*EXCERPT PROVIDED*
________________________________________

Olympus has discussed, analyzed and concluded, as expected, in a press statement. In principle, it is about confirmations of the statements in April. The company has lost $1.7 billion in accounting frauds.
Staff will be reduced with 2,700 (about 7%) of the over 34,000 employees by March 2014 and business strategy will include signing capital alliances, also being taken into account the sale of shares, as President Hiroyuki Sasa said, reports Bloomberg.
Alliance offers came from several large Japanese companies, like Sony, Fuji and Terumo, which are operating in the field of medical products. Also, it would not be excluded an injection of capital from Sony or Panasonic.
Business direction will focus more on the imaging, medicine and research divisions. By March 2017, the company aims to increase capital by 30%. Olympus is the largest manufacturer of endoscopes in the world, controlling 75% of this market. In fact, this was the most profitable segment of the company, covering the losses in the imaging business.

________________________________________

*MATERIAL SHOWN*
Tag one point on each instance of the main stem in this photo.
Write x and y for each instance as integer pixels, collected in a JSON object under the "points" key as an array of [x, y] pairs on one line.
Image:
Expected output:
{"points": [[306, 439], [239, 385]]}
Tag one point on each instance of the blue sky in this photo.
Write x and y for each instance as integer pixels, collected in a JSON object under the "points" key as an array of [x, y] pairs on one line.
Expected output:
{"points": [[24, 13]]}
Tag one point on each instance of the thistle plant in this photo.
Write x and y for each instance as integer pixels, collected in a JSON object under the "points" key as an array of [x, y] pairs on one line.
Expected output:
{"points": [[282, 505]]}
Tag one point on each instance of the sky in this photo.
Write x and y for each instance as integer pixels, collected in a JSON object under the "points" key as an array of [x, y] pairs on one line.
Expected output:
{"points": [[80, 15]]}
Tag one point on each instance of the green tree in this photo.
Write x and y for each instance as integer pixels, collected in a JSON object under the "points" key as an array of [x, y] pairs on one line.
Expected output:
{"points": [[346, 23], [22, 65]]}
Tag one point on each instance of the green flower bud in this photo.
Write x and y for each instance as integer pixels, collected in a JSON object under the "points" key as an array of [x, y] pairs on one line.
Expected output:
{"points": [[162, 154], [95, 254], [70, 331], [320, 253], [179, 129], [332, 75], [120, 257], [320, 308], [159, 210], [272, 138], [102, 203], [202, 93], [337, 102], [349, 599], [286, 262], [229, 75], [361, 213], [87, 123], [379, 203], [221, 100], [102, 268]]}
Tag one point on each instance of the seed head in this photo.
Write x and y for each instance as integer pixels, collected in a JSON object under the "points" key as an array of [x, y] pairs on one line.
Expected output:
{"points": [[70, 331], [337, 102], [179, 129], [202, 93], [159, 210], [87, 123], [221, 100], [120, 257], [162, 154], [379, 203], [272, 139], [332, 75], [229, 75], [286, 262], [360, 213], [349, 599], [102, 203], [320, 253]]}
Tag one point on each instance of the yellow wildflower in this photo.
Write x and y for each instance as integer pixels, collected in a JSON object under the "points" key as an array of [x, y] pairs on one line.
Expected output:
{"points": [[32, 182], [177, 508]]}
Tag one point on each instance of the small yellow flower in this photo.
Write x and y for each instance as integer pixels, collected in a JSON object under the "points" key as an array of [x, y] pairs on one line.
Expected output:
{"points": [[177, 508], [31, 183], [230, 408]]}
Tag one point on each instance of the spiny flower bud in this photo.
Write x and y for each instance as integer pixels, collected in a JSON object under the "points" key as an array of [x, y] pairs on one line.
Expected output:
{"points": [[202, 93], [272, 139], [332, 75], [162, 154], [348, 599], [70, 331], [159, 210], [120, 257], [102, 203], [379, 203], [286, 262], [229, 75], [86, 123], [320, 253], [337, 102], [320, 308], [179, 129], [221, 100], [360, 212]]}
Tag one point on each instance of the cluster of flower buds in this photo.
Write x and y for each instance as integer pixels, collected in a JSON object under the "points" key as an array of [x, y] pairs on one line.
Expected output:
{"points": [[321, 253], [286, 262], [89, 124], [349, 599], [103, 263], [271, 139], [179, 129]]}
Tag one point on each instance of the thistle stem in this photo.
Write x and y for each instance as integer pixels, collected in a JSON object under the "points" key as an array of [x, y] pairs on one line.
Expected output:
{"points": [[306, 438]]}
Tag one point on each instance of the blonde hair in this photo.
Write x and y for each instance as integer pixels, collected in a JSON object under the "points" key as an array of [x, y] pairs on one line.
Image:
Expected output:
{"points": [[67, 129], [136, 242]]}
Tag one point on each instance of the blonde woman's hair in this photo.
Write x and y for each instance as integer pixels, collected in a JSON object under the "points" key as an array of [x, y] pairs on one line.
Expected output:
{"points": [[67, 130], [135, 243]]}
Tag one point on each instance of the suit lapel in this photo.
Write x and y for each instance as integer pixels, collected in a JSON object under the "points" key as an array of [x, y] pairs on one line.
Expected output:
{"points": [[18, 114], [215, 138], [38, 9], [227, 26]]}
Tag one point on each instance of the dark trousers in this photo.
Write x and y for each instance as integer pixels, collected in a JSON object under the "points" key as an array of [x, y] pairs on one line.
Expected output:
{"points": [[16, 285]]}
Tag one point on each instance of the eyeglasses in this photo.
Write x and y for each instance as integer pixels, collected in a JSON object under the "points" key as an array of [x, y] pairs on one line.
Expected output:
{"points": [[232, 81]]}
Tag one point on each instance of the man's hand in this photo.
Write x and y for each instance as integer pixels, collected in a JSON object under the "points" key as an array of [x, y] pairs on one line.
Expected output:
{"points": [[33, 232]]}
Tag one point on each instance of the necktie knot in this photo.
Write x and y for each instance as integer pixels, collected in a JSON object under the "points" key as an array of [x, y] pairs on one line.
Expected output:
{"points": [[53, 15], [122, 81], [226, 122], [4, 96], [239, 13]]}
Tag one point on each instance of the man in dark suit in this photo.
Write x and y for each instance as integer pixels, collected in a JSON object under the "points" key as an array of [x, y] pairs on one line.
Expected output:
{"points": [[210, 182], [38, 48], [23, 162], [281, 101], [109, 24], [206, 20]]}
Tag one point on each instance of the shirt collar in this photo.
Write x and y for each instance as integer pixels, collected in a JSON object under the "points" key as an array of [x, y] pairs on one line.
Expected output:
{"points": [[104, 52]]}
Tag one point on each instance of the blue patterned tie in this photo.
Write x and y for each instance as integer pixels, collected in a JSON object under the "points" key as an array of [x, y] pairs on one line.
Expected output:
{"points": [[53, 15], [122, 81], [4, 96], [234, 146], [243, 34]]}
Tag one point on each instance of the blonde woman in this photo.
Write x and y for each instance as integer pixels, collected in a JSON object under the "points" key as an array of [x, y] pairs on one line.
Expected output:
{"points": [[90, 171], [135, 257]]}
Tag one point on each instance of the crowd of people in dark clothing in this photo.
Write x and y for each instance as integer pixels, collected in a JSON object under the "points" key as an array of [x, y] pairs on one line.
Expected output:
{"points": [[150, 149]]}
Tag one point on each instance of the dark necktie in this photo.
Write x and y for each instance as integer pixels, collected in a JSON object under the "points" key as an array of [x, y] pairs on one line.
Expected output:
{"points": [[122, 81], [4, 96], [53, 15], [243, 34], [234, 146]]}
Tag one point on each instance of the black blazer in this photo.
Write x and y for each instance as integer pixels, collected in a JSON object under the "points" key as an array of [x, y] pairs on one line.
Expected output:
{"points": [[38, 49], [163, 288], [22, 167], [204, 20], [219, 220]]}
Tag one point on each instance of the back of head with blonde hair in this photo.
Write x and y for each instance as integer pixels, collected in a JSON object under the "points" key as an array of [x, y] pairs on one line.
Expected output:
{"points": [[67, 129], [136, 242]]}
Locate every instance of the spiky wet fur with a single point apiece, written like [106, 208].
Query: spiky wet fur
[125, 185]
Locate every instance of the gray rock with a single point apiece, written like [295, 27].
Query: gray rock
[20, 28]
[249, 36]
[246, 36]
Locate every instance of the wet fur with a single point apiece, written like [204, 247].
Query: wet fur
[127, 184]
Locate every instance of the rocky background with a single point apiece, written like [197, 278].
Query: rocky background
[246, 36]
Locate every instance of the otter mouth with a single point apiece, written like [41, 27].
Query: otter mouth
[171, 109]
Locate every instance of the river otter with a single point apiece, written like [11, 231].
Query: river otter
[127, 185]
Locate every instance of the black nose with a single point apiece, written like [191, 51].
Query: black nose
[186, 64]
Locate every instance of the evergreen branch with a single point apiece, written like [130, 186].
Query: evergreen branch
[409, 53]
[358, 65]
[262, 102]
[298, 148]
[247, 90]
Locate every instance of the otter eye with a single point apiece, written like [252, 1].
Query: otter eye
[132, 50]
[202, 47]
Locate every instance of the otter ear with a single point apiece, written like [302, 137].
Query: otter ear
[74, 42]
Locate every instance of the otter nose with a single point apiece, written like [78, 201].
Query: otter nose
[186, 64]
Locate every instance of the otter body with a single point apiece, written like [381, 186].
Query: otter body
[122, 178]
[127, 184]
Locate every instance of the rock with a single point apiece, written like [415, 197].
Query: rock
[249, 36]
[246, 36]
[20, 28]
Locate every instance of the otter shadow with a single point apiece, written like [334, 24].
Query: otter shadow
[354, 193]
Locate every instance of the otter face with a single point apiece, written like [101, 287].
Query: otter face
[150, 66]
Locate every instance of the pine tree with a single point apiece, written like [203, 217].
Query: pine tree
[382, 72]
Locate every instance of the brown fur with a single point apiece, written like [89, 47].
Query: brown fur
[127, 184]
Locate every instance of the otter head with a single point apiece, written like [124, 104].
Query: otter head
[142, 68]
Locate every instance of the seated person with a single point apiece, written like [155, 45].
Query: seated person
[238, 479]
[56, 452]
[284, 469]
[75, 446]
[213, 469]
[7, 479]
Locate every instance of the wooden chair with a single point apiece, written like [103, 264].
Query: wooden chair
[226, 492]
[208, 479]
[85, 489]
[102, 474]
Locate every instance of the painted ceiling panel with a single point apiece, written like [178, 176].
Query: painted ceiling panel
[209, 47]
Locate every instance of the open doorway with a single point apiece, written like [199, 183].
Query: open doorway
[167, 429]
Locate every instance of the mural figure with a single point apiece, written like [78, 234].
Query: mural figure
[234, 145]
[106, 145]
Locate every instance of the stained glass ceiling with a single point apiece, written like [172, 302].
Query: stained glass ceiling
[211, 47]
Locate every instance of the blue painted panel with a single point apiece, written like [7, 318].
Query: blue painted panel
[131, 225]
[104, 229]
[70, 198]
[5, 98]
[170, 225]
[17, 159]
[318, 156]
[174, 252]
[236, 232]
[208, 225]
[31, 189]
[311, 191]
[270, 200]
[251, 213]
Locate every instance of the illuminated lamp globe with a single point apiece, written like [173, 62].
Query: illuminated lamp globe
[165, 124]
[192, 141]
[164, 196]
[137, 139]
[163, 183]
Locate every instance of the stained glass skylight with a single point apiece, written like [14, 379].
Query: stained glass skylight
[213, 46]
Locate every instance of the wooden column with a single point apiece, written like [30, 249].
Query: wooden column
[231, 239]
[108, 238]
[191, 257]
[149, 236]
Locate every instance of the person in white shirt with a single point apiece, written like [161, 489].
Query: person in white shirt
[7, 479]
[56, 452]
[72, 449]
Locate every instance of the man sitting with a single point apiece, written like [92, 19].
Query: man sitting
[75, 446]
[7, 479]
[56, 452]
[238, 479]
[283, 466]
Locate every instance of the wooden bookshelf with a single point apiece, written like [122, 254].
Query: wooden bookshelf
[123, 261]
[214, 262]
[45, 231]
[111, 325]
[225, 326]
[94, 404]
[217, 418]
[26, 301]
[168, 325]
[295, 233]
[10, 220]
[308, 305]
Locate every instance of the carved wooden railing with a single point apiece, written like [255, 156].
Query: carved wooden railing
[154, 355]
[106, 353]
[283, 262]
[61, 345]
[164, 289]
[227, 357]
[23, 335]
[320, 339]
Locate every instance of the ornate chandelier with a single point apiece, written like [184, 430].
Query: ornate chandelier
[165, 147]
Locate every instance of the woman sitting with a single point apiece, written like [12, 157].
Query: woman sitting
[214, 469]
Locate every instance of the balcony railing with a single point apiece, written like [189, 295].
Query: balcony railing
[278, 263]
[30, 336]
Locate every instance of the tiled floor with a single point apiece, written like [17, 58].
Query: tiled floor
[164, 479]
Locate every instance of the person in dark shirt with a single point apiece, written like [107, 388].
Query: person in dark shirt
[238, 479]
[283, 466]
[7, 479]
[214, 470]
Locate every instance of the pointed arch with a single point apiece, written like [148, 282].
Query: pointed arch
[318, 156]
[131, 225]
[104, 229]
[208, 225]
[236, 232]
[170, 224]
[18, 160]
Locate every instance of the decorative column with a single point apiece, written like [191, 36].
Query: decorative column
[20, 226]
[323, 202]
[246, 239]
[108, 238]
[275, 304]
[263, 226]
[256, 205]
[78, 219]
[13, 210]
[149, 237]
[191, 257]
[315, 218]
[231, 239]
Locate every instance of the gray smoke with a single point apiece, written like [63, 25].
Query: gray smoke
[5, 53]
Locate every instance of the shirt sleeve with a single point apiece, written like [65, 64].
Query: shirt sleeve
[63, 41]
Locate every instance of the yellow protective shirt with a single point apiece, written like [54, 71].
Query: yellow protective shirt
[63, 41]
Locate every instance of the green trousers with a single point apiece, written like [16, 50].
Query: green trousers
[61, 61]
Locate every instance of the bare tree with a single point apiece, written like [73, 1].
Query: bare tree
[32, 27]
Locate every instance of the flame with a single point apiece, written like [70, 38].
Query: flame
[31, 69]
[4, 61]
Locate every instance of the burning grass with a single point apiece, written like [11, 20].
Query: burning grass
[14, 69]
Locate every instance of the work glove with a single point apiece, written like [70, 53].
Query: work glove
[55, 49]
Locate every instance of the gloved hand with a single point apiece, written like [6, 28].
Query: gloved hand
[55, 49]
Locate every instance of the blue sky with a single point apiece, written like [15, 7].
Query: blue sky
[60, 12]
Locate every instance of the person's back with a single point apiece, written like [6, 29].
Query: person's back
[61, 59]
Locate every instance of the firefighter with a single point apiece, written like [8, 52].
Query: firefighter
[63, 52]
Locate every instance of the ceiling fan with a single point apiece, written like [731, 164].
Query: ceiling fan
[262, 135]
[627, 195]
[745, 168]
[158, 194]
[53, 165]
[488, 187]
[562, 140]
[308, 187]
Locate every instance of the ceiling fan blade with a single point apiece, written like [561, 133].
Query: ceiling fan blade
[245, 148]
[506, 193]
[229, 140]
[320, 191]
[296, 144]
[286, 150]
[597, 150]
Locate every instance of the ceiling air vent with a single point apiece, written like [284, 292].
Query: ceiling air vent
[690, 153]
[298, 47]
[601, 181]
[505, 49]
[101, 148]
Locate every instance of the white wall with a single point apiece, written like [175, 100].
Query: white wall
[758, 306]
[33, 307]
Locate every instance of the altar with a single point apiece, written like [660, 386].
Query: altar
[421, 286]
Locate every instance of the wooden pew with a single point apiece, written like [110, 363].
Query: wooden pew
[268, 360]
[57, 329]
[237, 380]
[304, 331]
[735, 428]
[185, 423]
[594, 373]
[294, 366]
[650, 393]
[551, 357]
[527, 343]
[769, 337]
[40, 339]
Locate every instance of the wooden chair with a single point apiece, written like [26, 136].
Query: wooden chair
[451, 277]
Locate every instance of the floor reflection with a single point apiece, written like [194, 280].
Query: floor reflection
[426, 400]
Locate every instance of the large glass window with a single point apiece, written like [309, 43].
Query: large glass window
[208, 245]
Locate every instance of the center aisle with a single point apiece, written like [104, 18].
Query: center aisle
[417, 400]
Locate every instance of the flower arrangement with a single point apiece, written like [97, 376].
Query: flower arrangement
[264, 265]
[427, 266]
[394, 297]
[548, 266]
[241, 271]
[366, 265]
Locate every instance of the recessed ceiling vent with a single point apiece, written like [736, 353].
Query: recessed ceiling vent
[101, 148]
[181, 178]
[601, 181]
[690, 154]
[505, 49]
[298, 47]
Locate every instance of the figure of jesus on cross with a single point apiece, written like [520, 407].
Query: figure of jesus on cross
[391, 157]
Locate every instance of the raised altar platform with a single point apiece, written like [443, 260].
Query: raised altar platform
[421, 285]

________________________________________

*ABOUT THIS EXERCISE*
Continue the news report on Olympus's restructuring plan, starting after its closing sentence about the endoscope segment covering losses in the imaging business.

*EXERCISE OUTPUT*
Imaging division will focus on mirrorless cameras and high-end compacts. In the medical field, it aims to develop for emerging markets, including China and India.
“We will withdraw from the businesses we consider insufficiently profitable and with low potential,” Olympus officials said. “We will not make new investments in other areas than those covering key points of the business.
The company will likely announce a net income of 7 billion yen ($ 88 million) this year, which is well below the 25 billion yen estimated by analysts. The operating profit could be around 50 billion yen, compared to the 63.4 billion yen estimated by analysts.